Texte extrait:
Ulysse et les sirènes DE PABLO PICASSO
Réalisé en 1947 pour l’inauguration de la Salle Picasso au sein du musée consacrée au génie espagnol à Antibes, ce tableau y est toujours visible.
Au coeur des remparts d’Antibes se dresse, robuste avec sa tour carrée, le château des Grimaldi. Occupé au XIVe siècle par une branche génoise de la famille monégasque, il a été acquis au XVIIe par le roi de France Henri IV. En 1925, délabré, il a été racheté par la Ville d’Antibes sous l’impulsion de l’esthète et amateur d’art Romuald Dor de la Souchère. Ce dernier ouvrit là le Musée Grimaldi. En 1946, il proposa à Pablo Picasso d’y installer un atelier. Âgé de 65 ans, fréquentant la Côte d’Azur depuis une vingtaine d’années, le peintre accepte.
Une salle Picasso
L’année suivante, une salle est inaugurée à son nom. En 1966, le Château Grimaldi devient Musée Picasso et Romuald Dor de la Souchère est son premier conservateur.

Exercice écrit A: Relevez toutes les années écrites en chiffres dans le texte sur le château Grimaldi, dans leur ordre d'apparition.
Exercice écrit B: D'après le texte sur le château Grimaldi, qui fut le premier conservateur du Musée Picasso ?
Exercice écrit C: Reprenez le texte sur le château Grimaldi là où il s'arrête et prolongez-le.

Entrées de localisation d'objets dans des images

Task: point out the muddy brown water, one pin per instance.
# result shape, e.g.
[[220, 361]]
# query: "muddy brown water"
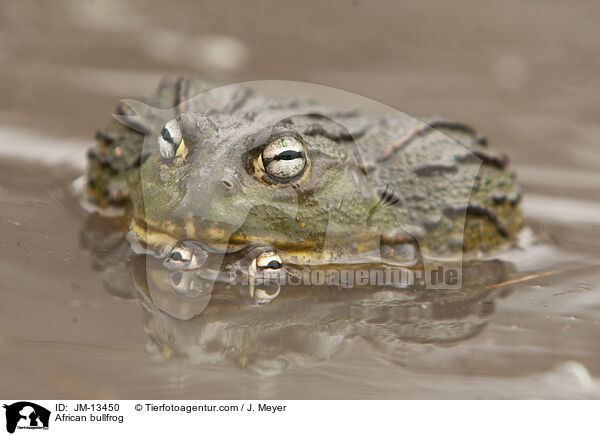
[[526, 75]]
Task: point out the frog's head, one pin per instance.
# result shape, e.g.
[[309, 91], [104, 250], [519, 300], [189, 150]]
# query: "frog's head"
[[291, 180]]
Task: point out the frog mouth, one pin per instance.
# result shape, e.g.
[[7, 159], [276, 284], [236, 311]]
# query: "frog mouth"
[[156, 240]]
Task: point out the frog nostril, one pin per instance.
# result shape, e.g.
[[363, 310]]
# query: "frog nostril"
[[229, 185]]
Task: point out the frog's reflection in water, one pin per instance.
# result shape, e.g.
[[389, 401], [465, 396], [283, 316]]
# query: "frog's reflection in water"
[[269, 329]]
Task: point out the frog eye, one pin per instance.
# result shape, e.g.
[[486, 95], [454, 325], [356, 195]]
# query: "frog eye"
[[267, 261], [170, 140], [183, 257], [284, 158]]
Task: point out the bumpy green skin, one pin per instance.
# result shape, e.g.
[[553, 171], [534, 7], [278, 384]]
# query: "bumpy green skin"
[[391, 179]]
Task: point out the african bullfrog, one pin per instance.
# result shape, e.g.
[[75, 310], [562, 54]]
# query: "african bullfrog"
[[198, 169]]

Réponse A: 1947, 1925, 1946, 1966

Réponse B: Romuald Dor de la Souchère.

Réponse C:
Pour l’inauguration de la Salle Picasso, en 1947, le peintre réalisa une oeuvre inédite. C’est notre tableau du jour, présenté au public au mois de septembre de cette année-là : Ulysse et les sirènes.
Avec une énergie qui transparaît dans sa peinture, Picasso réalise l’oeuvre en deux jours sur trois plaques de fibrociment accolées, posées au sol, sur une surface totale de neuf mètres carrés. Picasso utilise de la peinture à l’huile industrielle (Ripolin) sans dessin préalable.
Au loin, les monts du Mercantour
Dans ce tableau réalisé à Antibes, les Alpes-Maritimes apparaissent dans ce qui les caractérise : la présence simultanée de la mer et de la montagne. En arrière-plan, sont dessinés les contours du Mercantour. Le tableau représente l’épisode de L’Odyssée où Ulysse résiste avec ses compagnons au chant des sirènes. On connaît l’histoire : les sirènes cherchent à charmer les navigateurs et les attirer sur des rivages où ils font naufrage et périssent. Sur les conseils de la magicienne Circé, Ulysse se fait attacher au mât de son navire par ses compagnons, lesquels se bouchent les oreilles avec de la cire. Ulysse ayant résisté à leurs chants, les sirènes disparaissent dans les profondeurs de la mer. Picasso a restitué cette scène sur les rivages d’Antibes.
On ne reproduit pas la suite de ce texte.